** Goal **
Print these lines verbatim, covering the stretch from the line that contains "point: the player's belt, a" through the end of the records.

Point annotations for photos:

★ ★ ★

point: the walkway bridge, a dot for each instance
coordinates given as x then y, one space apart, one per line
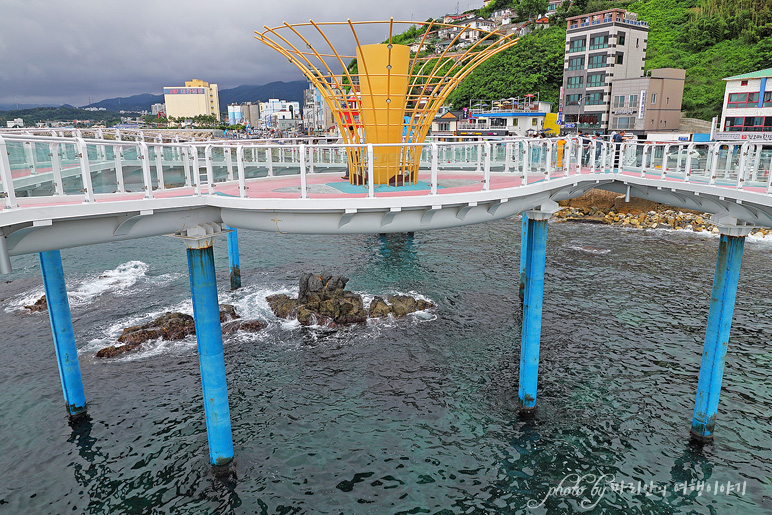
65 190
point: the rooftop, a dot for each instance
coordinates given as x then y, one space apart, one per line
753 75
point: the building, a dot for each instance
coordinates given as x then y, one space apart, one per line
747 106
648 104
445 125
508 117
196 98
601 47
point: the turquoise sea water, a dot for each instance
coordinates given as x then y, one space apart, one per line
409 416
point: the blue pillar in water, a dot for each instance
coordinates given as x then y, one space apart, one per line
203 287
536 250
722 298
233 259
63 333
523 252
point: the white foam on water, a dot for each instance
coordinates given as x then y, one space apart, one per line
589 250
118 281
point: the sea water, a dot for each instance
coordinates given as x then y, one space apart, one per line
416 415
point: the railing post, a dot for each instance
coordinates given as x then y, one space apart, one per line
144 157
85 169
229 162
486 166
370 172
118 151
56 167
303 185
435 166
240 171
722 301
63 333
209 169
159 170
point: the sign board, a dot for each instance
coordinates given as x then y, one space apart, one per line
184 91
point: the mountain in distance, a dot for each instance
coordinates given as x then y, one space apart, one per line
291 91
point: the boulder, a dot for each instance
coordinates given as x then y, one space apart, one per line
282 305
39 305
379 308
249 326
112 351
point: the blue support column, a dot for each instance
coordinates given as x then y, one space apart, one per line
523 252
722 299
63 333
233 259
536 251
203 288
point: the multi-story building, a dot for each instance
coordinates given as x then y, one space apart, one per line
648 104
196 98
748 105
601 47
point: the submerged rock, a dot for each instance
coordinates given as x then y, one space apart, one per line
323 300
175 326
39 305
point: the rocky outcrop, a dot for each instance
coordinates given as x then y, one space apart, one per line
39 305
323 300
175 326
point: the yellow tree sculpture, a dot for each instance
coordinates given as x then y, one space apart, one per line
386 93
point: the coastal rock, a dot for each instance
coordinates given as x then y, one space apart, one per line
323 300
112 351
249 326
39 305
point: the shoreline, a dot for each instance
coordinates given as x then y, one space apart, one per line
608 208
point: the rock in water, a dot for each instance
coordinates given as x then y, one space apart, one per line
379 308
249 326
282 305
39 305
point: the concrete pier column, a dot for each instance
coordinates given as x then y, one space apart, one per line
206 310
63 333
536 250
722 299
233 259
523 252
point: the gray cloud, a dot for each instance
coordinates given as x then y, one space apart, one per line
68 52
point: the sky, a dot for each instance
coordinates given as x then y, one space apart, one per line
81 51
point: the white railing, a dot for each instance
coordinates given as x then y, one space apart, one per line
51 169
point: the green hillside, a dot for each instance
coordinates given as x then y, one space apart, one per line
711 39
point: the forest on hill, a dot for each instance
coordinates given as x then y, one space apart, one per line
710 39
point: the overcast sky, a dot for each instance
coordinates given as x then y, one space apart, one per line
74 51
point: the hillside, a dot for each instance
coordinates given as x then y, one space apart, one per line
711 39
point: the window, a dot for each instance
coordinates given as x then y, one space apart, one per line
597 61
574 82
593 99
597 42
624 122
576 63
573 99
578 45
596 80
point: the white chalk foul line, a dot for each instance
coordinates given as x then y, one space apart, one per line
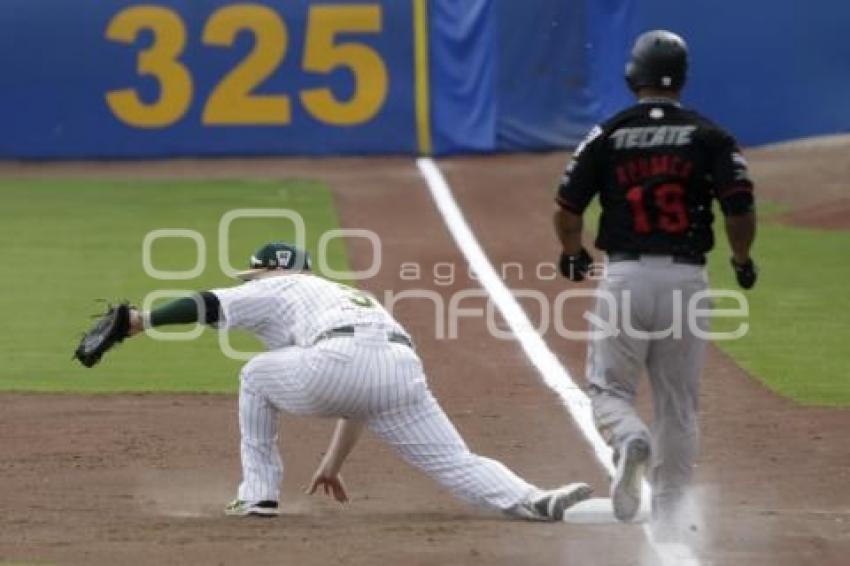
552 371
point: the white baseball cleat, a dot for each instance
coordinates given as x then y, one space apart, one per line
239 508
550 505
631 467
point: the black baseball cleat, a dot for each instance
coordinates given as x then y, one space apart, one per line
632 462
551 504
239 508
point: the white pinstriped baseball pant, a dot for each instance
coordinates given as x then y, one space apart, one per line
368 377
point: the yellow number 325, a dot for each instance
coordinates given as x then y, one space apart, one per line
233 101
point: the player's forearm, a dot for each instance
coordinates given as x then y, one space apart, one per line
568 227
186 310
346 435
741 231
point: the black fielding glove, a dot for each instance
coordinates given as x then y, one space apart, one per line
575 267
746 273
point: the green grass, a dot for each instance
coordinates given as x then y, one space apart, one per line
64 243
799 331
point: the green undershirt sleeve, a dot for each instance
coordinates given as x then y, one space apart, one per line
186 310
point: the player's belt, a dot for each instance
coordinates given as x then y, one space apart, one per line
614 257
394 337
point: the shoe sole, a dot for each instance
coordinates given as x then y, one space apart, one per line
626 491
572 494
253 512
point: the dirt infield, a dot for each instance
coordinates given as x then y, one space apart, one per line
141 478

★ ★ ★

** Task output **
point: the player's belt, a dot for each instance
coordinates given as x then y, one space apart, one per line
614 257
394 337
point: the shoe sole, a dot for each instance
coordinates given as x then y, one space apart, one per line
626 491
572 494
253 512
point: the dirt infield, a dot for each instance
coordinates given as x then y, one space apart, one per line
141 478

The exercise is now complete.